■ Actions to take ■
• a. Answer these from the reflection on LeSeur, one per line:
(i) What does LeSeur state that her body is?
(ii) Which three emotions are named as ones LeSeur has reflected in her works?
(iii) What does the writer listen to when things become overwhelming?
• b. In the reflection on LeSeur, recast the paragraph beginning "Throughout making my portfolio" as a short bulleted list that keeps its main facts.
• c. From the second line of the reflection on LeSeur, list every choice named as possibly reinforcing the message.
>> start Extract to read
What inspired LeSeur? Compare what motivated you to create meaning.
How does your choice of material, process, aesthetic, content, etc, reinforce your message?
Her work is inspired from the body as the source and language embedded in it. She states that her body is a recorder and the language she uses is a space for her to reveal the things that her body has absorbed. Throughout her works of art, LeSeur has reflected her emotions with the events that has happened around her, emotions such as, grief, joy, anger, and more. "As long as I continue coming back to the body as the source, the way I can create almost feels limitless".
Listening to LeSeur talk about the topic and intention behind her pieces, I understand the want to be able to express yourself to the audience and putting yourself as the subject. I agree that the body is like a recorder, to me it's like a journal that we tend to keep hidden and it's up to ourselves if we want to open up. I believe that events play an important part on what we create as an artist, or at least to me.
Throughout making my portfolio in the past years, most of my art has became almost like a diary for myself, either how I feel about the events that has happened to me that shaped me while also bringing awareness with certain issues that I bring up. When I think about how the process begins for my pieces, it usually comes up when I'm in distress, happy, and etc. When it becomes overwhelming, I listen to music and images comes up when thinking about it. Listening to music definitely brings up a lot of ideas for my art work, of course I get my ideas elsewhere as well, but music is probably one of the most influential impact to it. My art works, tend to be the subject getting close and almost personal with the audience, as to show there's nothing to hide and the audience has to face it or the subject can't hide from the audience.
>> end Extract to read
>> start Dataset records
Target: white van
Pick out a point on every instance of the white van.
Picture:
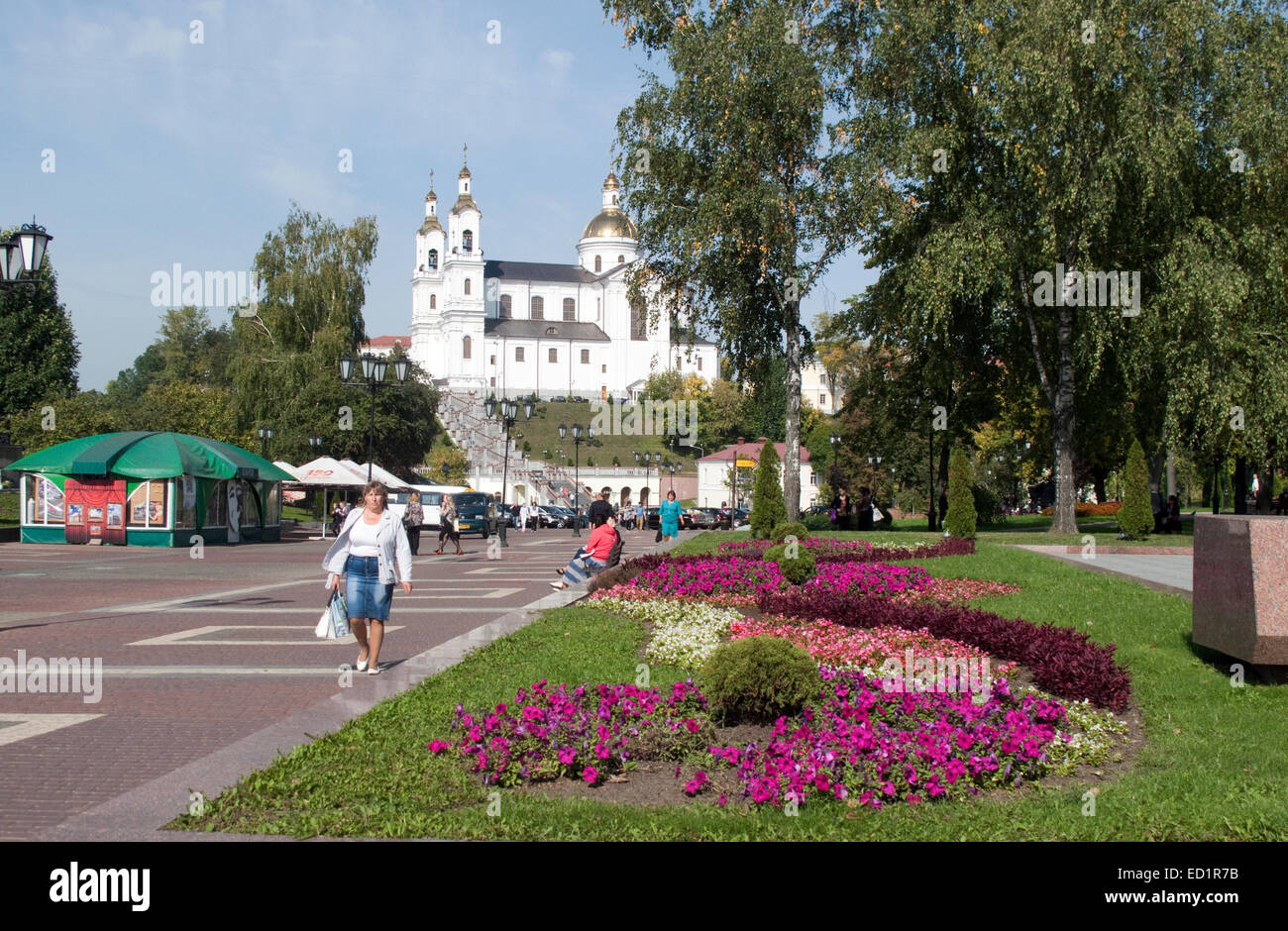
(430, 501)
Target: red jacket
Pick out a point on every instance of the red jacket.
(601, 541)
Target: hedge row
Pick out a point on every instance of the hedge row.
(1064, 661)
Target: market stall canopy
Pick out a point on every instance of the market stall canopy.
(326, 471)
(145, 455)
(391, 481)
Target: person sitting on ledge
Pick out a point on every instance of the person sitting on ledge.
(592, 557)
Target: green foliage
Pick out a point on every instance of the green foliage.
(759, 678)
(961, 504)
(767, 496)
(799, 569)
(1136, 518)
(38, 346)
(988, 509)
(787, 528)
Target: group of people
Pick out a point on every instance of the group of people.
(853, 514)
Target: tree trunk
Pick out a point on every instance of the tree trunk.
(1065, 493)
(793, 458)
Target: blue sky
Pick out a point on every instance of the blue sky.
(166, 151)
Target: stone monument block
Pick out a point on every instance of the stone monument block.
(1240, 586)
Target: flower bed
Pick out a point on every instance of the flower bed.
(1064, 661)
(589, 733)
(831, 550)
(738, 575)
(848, 648)
(888, 749)
(954, 591)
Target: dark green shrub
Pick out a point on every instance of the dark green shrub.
(988, 509)
(787, 528)
(759, 680)
(795, 570)
(960, 520)
(816, 522)
(1136, 518)
(767, 494)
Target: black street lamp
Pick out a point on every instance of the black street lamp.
(374, 369)
(507, 411)
(266, 433)
(24, 253)
(576, 481)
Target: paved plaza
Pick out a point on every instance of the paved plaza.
(210, 666)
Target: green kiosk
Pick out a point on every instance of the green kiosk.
(142, 488)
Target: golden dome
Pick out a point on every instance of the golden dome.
(610, 222)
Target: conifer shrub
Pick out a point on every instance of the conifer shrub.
(759, 678)
(767, 496)
(961, 502)
(1136, 517)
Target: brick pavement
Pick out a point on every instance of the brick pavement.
(209, 666)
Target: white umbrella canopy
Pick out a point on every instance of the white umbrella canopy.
(326, 471)
(391, 481)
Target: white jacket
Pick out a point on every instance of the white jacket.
(390, 543)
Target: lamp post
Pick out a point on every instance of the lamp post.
(24, 253)
(507, 412)
(576, 481)
(374, 369)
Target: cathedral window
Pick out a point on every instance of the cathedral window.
(639, 321)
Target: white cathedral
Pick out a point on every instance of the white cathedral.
(520, 327)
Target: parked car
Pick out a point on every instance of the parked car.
(478, 514)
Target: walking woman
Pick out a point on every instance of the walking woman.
(412, 518)
(372, 545)
(669, 514)
(447, 526)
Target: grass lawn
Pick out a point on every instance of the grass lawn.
(1211, 767)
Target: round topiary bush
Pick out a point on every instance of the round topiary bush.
(789, 528)
(759, 680)
(797, 570)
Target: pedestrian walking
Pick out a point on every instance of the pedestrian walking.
(412, 518)
(372, 552)
(669, 517)
(447, 526)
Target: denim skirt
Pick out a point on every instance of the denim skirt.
(364, 592)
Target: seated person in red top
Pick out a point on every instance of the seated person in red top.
(592, 557)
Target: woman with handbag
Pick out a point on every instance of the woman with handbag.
(447, 526)
(412, 518)
(372, 546)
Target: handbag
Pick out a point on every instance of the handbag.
(334, 622)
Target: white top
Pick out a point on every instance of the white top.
(364, 539)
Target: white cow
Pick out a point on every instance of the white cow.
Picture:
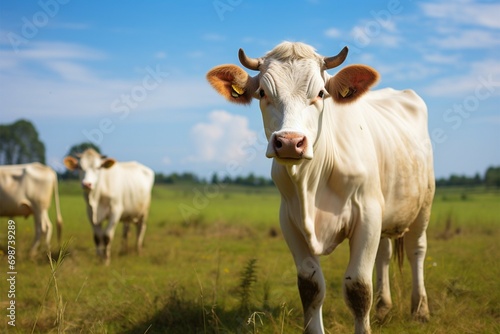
(349, 163)
(117, 191)
(27, 189)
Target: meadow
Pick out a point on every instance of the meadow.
(215, 261)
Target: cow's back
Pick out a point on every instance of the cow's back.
(25, 188)
(129, 185)
(398, 126)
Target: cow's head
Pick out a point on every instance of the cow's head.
(89, 163)
(292, 86)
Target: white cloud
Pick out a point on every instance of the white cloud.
(213, 37)
(438, 58)
(382, 34)
(468, 39)
(55, 79)
(222, 139)
(485, 71)
(333, 33)
(465, 12)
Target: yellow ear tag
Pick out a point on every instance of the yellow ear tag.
(345, 92)
(237, 91)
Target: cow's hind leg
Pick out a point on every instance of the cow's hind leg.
(310, 280)
(416, 247)
(38, 234)
(141, 231)
(383, 301)
(126, 228)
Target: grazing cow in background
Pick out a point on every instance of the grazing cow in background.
(117, 191)
(349, 163)
(27, 189)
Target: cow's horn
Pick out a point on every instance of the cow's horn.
(331, 62)
(250, 63)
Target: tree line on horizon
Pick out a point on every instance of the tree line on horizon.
(20, 143)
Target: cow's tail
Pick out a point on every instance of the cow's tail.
(58, 210)
(399, 252)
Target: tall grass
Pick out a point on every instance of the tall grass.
(188, 277)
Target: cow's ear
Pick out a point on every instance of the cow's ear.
(70, 163)
(233, 83)
(108, 163)
(351, 83)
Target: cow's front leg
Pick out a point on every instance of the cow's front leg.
(126, 228)
(383, 301)
(109, 234)
(310, 280)
(98, 239)
(38, 235)
(363, 246)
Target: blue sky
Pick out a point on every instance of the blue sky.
(130, 75)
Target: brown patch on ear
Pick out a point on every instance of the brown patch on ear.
(70, 163)
(232, 82)
(108, 163)
(351, 83)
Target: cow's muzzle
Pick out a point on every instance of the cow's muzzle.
(288, 146)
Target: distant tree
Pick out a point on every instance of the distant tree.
(492, 177)
(79, 148)
(19, 144)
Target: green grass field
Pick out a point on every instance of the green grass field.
(215, 262)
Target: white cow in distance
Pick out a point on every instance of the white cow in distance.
(27, 190)
(349, 163)
(117, 191)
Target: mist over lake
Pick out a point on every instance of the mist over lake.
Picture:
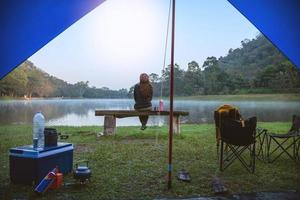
(79, 112)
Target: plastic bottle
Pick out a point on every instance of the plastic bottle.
(38, 130)
(161, 105)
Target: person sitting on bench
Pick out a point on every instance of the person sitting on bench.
(143, 95)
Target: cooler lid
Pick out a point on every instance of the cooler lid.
(29, 151)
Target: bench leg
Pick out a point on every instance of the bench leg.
(109, 125)
(176, 125)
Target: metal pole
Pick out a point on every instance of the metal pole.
(171, 100)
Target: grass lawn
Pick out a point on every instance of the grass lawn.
(132, 164)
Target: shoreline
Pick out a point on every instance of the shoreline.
(237, 97)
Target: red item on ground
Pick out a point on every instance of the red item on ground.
(58, 181)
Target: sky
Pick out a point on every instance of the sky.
(120, 39)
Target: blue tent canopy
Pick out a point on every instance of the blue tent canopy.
(28, 25)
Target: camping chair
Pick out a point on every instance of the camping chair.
(285, 142)
(224, 111)
(239, 137)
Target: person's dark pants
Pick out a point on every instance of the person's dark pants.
(144, 119)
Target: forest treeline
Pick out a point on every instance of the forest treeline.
(29, 81)
(256, 67)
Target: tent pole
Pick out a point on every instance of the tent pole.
(171, 99)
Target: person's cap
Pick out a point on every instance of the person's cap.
(144, 77)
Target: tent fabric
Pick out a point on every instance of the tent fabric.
(278, 20)
(28, 25)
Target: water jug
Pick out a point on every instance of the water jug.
(38, 130)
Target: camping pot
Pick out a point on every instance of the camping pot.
(82, 172)
(50, 137)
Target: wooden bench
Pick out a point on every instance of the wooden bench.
(111, 115)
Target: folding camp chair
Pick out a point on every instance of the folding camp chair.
(284, 142)
(224, 112)
(239, 137)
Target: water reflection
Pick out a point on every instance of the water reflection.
(78, 112)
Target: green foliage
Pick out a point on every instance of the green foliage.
(27, 80)
(256, 67)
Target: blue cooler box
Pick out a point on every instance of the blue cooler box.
(28, 165)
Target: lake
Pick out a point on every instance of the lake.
(79, 112)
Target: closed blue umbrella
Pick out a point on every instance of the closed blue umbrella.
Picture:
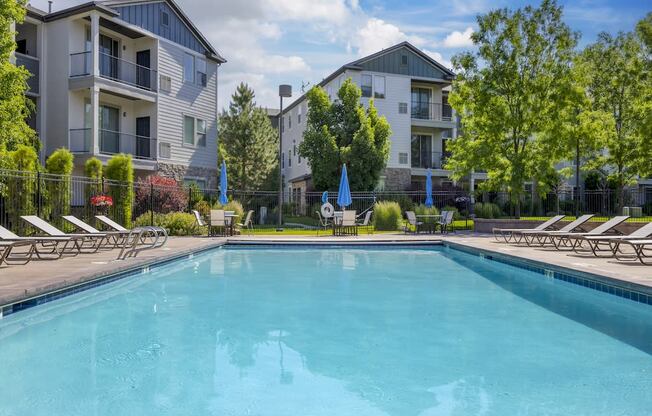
(344, 193)
(223, 185)
(428, 189)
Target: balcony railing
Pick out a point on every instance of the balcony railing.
(112, 142)
(114, 68)
(431, 111)
(429, 160)
(32, 65)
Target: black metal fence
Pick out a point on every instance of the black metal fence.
(52, 196)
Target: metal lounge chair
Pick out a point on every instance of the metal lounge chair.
(366, 222)
(45, 248)
(411, 220)
(544, 237)
(573, 241)
(160, 231)
(642, 250)
(82, 243)
(599, 244)
(509, 234)
(248, 223)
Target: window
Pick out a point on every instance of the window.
(166, 83)
(365, 85)
(188, 130)
(201, 132)
(201, 71)
(379, 87)
(165, 18)
(164, 150)
(188, 68)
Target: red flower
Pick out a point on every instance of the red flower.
(101, 201)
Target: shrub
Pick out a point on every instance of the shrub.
(203, 207)
(58, 201)
(177, 223)
(387, 215)
(233, 205)
(120, 169)
(168, 195)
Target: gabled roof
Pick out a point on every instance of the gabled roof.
(357, 66)
(184, 18)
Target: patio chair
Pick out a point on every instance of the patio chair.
(114, 239)
(217, 222)
(642, 250)
(573, 241)
(324, 224)
(6, 248)
(509, 234)
(83, 243)
(366, 222)
(248, 222)
(159, 231)
(544, 237)
(45, 248)
(601, 243)
(445, 222)
(411, 220)
(347, 225)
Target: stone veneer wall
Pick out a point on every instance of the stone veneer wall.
(397, 179)
(178, 172)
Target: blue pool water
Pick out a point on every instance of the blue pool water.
(312, 331)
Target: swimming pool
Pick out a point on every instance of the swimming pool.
(330, 331)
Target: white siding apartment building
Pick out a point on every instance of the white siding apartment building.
(124, 76)
(410, 89)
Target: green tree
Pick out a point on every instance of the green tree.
(248, 142)
(619, 85)
(120, 171)
(14, 106)
(59, 163)
(344, 132)
(506, 91)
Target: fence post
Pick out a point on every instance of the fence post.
(151, 204)
(38, 193)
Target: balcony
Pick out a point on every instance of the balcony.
(112, 142)
(431, 111)
(115, 69)
(31, 64)
(429, 160)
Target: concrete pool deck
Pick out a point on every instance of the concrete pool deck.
(19, 283)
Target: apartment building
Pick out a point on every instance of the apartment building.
(124, 76)
(411, 90)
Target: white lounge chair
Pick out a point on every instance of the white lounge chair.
(544, 237)
(509, 234)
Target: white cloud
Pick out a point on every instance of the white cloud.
(457, 39)
(377, 34)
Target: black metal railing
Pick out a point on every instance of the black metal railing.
(114, 68)
(425, 110)
(112, 142)
(32, 65)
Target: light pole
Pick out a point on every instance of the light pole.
(283, 91)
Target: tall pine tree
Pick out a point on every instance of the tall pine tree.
(248, 142)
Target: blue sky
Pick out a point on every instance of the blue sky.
(268, 42)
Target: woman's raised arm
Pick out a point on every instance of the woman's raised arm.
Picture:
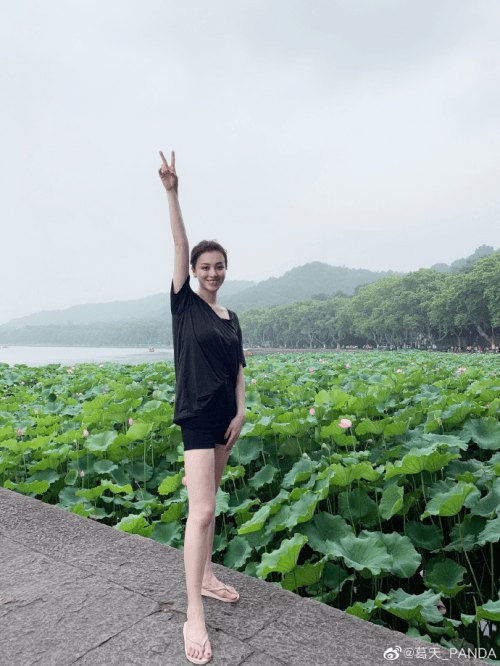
(181, 257)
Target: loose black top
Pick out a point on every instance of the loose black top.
(208, 351)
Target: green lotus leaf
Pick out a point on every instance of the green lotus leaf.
(406, 560)
(169, 484)
(358, 611)
(335, 576)
(100, 442)
(487, 505)
(247, 449)
(278, 521)
(412, 463)
(71, 477)
(137, 524)
(444, 576)
(233, 473)
(221, 502)
(395, 428)
(419, 607)
(296, 428)
(325, 528)
(465, 534)
(256, 429)
(449, 503)
(104, 466)
(362, 553)
(299, 473)
(277, 501)
(370, 427)
(34, 488)
(391, 501)
(307, 574)
(428, 537)
(284, 559)
(488, 611)
(257, 521)
(302, 510)
(166, 533)
(139, 431)
(491, 533)
(91, 493)
(485, 432)
(114, 488)
(357, 505)
(263, 477)
(173, 512)
(238, 552)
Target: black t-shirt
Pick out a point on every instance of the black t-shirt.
(208, 351)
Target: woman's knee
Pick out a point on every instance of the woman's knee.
(202, 513)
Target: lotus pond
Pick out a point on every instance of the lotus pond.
(367, 481)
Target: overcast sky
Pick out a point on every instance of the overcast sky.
(362, 133)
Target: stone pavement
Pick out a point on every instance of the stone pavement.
(74, 591)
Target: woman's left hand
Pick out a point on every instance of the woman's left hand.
(233, 431)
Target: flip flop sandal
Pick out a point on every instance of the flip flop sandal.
(211, 592)
(193, 660)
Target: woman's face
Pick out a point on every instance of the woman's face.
(210, 270)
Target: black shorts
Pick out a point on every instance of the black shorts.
(203, 436)
(207, 429)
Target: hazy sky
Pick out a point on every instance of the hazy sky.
(362, 133)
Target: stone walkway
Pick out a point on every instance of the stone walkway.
(74, 591)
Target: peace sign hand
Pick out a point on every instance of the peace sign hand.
(167, 173)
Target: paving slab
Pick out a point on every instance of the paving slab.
(73, 591)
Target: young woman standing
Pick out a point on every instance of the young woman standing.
(209, 405)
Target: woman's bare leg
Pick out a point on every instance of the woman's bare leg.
(209, 580)
(199, 465)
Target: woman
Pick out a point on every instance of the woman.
(209, 405)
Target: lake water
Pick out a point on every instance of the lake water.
(66, 356)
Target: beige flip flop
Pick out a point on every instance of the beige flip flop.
(193, 660)
(212, 592)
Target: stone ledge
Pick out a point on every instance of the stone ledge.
(78, 592)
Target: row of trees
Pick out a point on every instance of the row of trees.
(421, 307)
(425, 307)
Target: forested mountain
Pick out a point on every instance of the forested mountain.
(483, 251)
(303, 282)
(117, 311)
(427, 305)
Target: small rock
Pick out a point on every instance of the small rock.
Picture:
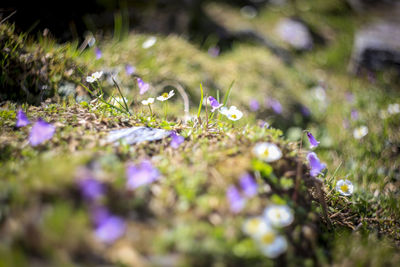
>> end Dataset records
■ Responses ■
• a.
(i) A recorder
(ii) Grief, joy, and anger
(iii) Music

• b.
- Over the past years, most of the writer's portfolio has become like a diary of how events shaped them, while also raising awareness of certain issues.
- New pieces usually start when the writer is in distress, happy, and so on.
- When it becomes overwhelming, the writer listens to music, and images come up.
- Ideas come from elsewhere too, but music is one of the biggest influences.
- The works tend to bring the subject close and personal to the audience, showing there is nothing to hide: the audience has to face it, and the subject can't hide from the audience.

• c.
- Material
- Process
- Aesthetic
- Content